--- BEGIN MATERIAL PROVIDED ---
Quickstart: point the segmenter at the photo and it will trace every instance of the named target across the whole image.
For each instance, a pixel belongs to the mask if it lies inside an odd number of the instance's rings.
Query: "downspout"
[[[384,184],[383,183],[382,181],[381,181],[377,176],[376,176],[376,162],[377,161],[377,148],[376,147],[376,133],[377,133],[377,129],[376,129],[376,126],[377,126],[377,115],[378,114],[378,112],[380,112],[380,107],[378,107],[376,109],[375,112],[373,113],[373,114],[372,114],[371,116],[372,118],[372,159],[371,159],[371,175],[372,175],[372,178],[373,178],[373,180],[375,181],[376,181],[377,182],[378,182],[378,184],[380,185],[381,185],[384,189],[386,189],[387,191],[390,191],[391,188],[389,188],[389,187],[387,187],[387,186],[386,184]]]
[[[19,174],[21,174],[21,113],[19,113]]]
--- END MATERIAL PROVIDED ---
**DIRECTIVE:**
Which lines of the records contain the string "instance"? Pull each of those lines out in full.

**RESPONSE TO THE EXERCISE:**
Quickstart: point the segmenter at the photo and it will trace every instance of the named target across the whole image.
For each instance, a pixel belongs to the mask if it lies inside an odd number of the instance's rings.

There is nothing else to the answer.